HOW TO COMPLETE THIS TASK: Produce exactly the lines from the one holding "find the wooden ceiling beam" through the last line of the data below, with every picture left out.

DATASET RECORDS:
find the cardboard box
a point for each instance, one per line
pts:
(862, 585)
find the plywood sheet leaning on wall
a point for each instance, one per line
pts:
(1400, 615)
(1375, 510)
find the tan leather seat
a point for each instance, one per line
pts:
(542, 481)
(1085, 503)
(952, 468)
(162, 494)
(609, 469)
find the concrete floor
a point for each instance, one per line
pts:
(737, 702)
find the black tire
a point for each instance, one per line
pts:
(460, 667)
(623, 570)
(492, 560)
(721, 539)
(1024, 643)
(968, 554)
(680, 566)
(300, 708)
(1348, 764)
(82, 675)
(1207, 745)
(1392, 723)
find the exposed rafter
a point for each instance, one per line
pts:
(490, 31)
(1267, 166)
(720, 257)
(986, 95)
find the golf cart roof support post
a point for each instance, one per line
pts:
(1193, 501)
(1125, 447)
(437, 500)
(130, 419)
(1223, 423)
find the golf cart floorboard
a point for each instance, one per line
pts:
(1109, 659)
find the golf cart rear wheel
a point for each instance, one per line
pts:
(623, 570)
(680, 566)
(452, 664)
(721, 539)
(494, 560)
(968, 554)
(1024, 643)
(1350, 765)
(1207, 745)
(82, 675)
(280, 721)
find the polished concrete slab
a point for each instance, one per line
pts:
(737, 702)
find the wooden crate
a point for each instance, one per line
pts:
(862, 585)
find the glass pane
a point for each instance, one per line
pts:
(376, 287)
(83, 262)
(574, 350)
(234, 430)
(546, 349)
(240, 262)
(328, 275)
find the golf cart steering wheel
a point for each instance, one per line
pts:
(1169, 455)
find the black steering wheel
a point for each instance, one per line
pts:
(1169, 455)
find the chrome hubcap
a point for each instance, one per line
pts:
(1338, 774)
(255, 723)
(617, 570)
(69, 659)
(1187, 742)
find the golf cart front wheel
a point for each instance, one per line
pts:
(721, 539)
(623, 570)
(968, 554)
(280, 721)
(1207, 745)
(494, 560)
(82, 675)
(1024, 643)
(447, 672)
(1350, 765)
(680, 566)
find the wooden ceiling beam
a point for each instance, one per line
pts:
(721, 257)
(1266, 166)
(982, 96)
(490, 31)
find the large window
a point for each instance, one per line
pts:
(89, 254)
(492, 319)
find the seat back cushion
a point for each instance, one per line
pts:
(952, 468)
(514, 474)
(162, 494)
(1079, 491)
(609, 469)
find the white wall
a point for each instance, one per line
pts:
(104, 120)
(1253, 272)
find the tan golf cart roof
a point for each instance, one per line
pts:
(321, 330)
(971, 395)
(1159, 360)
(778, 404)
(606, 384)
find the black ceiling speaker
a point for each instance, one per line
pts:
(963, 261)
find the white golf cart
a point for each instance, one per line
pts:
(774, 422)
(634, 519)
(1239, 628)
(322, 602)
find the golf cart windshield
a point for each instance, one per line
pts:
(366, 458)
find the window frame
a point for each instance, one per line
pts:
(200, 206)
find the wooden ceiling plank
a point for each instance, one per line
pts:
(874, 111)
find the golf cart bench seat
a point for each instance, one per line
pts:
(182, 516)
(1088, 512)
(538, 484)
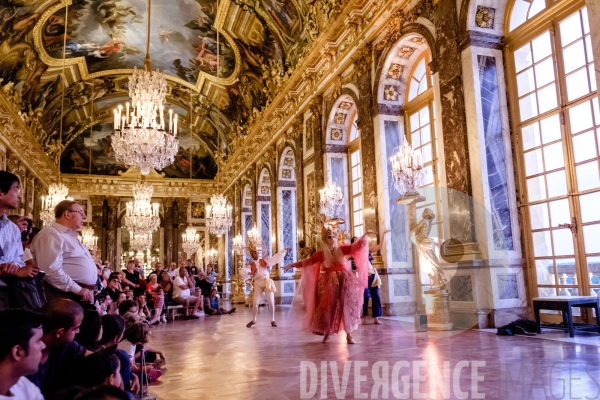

RESPONSE TO THE EXERCISE:
find the wooden ceiling beam
a point for each instance, one per line
pts:
(721, 257)
(1266, 166)
(982, 96)
(490, 31)
find the large window
a point for each instance, one per line
pts:
(89, 254)
(492, 319)
find the seat back cushion
a point for each instance, one per line
pts:
(952, 468)
(514, 474)
(162, 494)
(1079, 491)
(609, 469)
find the white wall
a point for each instance, one per line
pts:
(104, 120)
(1253, 272)
find the tan golf cart roof
a point for each instance, one per line
pts:
(321, 330)
(971, 395)
(1159, 360)
(778, 404)
(606, 384)
find the black ceiling speaker
a point for each instance, one per line
pts:
(963, 261)
find the white golf cart
a point for each instance, one per line
pts:
(774, 422)
(634, 519)
(1239, 628)
(322, 602)
find the golf cart windshield
a point for each instance, one per line
pts:
(366, 458)
find the window frame
a point for each instance, one per line
pts:
(200, 206)
find the wooden ceiling plank
a point for each instance, one per line
pts:
(874, 111)
find the golf cart bench seat
a point for each instance, one per line
pts:
(182, 516)
(1088, 512)
(538, 484)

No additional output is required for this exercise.